What you need to do:
Transcribe, word for word, the line containing "Bounding boxes for front" and each line following it through the end of the listing below. Omit all other lines.

-----

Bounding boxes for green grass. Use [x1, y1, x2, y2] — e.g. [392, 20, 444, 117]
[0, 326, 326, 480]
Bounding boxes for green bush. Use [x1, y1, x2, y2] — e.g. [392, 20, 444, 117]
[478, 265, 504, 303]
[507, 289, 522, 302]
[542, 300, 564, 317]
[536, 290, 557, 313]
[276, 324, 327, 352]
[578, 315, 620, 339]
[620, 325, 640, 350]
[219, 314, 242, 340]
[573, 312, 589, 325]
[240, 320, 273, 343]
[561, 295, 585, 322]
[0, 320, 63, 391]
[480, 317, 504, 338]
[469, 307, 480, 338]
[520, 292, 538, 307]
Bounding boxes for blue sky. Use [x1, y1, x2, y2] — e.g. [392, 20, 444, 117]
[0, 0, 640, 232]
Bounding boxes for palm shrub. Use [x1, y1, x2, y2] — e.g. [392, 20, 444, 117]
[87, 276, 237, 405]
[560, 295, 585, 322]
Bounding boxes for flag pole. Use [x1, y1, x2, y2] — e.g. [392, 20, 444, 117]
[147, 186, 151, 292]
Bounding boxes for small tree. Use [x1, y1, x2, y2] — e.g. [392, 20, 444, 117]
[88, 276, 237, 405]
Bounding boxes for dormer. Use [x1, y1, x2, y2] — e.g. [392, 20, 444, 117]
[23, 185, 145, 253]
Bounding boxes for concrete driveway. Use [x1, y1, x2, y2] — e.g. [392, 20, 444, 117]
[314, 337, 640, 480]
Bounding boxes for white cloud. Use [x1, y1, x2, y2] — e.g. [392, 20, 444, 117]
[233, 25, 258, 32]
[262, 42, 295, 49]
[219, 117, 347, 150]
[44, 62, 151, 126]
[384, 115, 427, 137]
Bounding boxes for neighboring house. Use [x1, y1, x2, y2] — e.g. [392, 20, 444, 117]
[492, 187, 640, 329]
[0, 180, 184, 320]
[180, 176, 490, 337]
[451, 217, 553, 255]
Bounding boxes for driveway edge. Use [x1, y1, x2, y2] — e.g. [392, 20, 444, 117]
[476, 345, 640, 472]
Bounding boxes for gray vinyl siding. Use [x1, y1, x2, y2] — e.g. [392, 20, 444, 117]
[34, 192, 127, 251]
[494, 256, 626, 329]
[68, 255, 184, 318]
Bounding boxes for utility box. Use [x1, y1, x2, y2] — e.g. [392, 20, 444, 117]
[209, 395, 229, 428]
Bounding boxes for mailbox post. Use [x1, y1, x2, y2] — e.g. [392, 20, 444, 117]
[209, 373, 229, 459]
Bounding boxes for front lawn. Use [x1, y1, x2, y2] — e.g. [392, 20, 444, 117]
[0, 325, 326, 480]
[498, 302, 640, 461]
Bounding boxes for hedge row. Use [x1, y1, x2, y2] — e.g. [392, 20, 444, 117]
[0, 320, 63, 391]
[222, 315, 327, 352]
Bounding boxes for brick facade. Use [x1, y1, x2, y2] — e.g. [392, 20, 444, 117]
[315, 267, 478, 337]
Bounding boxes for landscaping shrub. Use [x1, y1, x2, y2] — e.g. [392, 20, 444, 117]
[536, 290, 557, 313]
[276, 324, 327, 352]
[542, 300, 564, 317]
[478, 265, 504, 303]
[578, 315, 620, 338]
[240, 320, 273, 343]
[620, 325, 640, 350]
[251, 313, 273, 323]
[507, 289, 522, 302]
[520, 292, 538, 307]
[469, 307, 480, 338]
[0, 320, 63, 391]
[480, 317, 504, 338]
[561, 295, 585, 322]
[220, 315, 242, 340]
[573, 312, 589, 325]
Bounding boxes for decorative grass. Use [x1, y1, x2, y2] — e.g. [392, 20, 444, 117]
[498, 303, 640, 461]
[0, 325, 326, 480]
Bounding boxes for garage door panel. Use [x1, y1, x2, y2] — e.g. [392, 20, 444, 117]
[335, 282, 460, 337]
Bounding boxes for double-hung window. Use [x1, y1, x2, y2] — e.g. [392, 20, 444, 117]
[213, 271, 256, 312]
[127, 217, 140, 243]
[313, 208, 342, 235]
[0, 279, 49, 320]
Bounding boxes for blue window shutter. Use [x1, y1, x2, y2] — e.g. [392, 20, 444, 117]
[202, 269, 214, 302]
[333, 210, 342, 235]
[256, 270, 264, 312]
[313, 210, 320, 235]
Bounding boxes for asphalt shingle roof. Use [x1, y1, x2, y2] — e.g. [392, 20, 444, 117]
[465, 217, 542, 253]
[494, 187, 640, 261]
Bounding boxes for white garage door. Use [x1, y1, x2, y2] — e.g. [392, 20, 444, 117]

-----

Solution:
Bounding boxes for front lawn. Use [x1, y1, x2, y2] — e.g. [392, 20, 444, 117]
[0, 325, 326, 480]
[498, 302, 640, 461]
Bounding boxes for hedge row. Use [x1, y1, x2, y2] — e.g. [392, 20, 444, 117]
[0, 320, 63, 391]
[222, 315, 327, 352]
Bounding boxes for brick facade. Use [x1, y1, x2, y2] — e.g. [392, 20, 444, 117]
[315, 267, 478, 337]
Bounding boxes for landscaping shrub. Use [x1, y1, x2, y2] — e.g. [392, 20, 444, 117]
[536, 290, 557, 313]
[276, 324, 327, 352]
[542, 300, 564, 317]
[478, 265, 504, 303]
[578, 315, 620, 338]
[240, 320, 273, 343]
[620, 325, 640, 350]
[251, 313, 273, 323]
[507, 289, 522, 302]
[520, 292, 538, 307]
[469, 307, 480, 338]
[0, 320, 63, 391]
[480, 317, 504, 338]
[561, 295, 585, 322]
[220, 315, 242, 340]
[573, 312, 589, 325]
Bounding boxes for decorative grass. Use [x1, y1, x2, y2] — e.g. [392, 20, 444, 117]
[498, 303, 640, 461]
[0, 325, 326, 480]
Bounding boxes for garage door panel. Use [x1, y1, x2, y2] — e.g. [392, 20, 444, 117]
[335, 282, 460, 337]
Bounding boxes for double-hung window. Use [x1, y1, x2, y2] — e.g. [392, 20, 444, 117]
[213, 271, 256, 312]
[127, 217, 140, 243]
[313, 208, 342, 235]
[0, 279, 49, 320]
Bounding boxes for blue window shutter. Use [x1, y1, x2, y2] — e.g. [392, 20, 444, 117]
[202, 269, 214, 302]
[333, 210, 342, 235]
[256, 270, 264, 312]
[313, 210, 320, 235]
Bounding boxes for asphalt shingle roof. Use [x1, y1, x2, y2] — e.g. [392, 20, 444, 117]
[465, 217, 542, 253]
[494, 187, 640, 261]
Bounding boxes for white garage door. Use [x1, y1, x2, y2] — e.g. [392, 20, 444, 117]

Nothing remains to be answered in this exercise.